<<<<

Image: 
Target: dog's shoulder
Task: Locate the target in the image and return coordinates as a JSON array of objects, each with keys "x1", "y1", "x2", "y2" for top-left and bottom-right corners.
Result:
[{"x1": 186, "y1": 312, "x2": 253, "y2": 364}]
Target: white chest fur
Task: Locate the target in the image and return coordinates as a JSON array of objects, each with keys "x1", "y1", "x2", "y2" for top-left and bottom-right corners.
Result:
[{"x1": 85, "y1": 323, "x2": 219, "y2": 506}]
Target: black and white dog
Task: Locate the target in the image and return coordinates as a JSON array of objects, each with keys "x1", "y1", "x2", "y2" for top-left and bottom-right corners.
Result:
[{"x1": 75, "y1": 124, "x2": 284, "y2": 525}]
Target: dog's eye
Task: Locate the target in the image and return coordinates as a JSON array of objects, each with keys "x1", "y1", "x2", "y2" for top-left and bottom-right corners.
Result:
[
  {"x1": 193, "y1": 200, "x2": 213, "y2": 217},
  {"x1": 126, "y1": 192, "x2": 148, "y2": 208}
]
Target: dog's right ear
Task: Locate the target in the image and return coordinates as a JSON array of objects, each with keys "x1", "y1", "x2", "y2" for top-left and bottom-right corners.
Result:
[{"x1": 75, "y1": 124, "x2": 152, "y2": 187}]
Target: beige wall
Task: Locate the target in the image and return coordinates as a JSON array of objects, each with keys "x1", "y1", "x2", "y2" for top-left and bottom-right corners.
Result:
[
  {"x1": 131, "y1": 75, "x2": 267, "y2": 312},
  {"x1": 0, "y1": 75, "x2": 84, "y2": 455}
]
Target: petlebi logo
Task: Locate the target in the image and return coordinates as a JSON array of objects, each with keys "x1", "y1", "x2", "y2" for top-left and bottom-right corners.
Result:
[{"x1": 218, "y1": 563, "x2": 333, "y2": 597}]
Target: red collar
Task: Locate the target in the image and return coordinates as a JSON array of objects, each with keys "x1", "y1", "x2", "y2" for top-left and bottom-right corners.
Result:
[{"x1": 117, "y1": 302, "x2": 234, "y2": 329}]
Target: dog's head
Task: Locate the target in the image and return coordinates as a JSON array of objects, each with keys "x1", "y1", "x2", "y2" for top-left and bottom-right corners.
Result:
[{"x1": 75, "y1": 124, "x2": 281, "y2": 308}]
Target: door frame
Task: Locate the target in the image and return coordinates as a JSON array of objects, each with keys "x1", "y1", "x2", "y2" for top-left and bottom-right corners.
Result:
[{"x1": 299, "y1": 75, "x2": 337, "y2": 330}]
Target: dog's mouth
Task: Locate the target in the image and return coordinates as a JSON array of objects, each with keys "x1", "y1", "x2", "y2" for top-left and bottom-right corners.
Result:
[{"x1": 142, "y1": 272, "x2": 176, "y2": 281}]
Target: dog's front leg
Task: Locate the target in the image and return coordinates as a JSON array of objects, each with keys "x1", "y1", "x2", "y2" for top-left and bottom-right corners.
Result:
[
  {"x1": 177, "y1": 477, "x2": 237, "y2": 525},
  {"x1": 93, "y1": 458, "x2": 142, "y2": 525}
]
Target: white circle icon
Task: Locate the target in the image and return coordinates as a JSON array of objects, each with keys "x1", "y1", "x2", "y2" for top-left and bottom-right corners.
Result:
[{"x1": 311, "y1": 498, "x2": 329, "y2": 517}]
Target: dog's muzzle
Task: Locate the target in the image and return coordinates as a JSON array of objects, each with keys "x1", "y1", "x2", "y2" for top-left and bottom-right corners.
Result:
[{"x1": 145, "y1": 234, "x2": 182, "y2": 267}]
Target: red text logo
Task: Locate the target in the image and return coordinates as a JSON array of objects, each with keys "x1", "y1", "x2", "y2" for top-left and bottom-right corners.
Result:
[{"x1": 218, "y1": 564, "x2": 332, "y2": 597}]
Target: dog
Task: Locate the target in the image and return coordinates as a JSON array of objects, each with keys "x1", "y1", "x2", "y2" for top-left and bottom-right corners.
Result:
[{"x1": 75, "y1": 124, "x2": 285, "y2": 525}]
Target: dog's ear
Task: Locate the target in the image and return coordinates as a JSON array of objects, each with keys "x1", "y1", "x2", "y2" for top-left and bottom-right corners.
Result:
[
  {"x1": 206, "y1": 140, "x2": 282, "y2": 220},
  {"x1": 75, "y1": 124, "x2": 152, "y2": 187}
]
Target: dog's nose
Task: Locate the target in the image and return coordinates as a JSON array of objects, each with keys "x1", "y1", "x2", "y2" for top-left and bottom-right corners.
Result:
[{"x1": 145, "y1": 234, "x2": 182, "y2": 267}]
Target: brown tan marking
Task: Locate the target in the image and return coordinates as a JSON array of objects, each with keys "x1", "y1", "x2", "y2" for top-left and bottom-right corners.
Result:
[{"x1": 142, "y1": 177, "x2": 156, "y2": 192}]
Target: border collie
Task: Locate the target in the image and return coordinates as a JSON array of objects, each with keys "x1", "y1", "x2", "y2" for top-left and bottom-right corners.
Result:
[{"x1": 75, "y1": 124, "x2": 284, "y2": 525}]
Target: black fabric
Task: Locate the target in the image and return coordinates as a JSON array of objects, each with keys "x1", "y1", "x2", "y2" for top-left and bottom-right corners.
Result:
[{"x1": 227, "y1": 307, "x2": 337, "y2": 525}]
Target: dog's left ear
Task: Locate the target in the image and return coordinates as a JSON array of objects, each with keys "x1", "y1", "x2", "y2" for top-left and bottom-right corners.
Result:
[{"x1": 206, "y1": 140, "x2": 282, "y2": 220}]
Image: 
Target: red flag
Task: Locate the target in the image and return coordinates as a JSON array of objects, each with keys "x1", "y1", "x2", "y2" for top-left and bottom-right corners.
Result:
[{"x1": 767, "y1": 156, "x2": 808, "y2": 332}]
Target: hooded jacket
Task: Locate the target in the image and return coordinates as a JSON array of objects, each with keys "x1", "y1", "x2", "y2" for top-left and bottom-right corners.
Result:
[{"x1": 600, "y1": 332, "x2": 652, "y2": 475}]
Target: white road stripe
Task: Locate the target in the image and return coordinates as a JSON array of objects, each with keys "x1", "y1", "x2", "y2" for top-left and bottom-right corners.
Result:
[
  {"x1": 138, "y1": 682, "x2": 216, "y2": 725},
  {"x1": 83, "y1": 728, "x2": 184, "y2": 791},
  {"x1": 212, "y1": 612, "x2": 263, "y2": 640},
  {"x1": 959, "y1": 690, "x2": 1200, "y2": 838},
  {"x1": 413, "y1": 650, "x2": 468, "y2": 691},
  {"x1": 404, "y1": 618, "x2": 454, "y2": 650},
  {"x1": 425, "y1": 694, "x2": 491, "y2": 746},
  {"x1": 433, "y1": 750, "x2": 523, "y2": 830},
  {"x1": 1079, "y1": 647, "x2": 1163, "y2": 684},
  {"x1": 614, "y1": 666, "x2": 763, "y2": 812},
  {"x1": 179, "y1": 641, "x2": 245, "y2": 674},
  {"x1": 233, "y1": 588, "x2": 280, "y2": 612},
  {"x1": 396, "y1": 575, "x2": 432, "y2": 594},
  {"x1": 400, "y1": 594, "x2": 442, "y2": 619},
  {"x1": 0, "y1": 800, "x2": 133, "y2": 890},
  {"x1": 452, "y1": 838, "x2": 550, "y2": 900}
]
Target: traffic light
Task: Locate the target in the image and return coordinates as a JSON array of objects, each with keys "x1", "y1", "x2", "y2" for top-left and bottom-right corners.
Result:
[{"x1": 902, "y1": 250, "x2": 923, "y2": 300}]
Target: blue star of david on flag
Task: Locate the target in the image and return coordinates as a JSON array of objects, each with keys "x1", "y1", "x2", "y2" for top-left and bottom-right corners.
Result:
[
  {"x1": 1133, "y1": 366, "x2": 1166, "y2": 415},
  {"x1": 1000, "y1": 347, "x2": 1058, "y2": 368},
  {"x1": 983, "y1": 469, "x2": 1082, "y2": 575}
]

>>>>

# REQUISITOS
Reproduce sin cambios las líneas que van desde la que contiene "Target: blue star of david on flag" hasta el final del extracto, ambas incluidas.

# SOLUCIÓN
Target: blue star of david on flag
Task: Locate the target in the image and return coordinates as a JSON array of objects, each with keys "x1", "y1", "x2", "y2" for top-left and bottom-right corners.
Result:
[
  {"x1": 1133, "y1": 366, "x2": 1166, "y2": 415},
  {"x1": 1000, "y1": 347, "x2": 1058, "y2": 368},
  {"x1": 983, "y1": 469, "x2": 1082, "y2": 575}
]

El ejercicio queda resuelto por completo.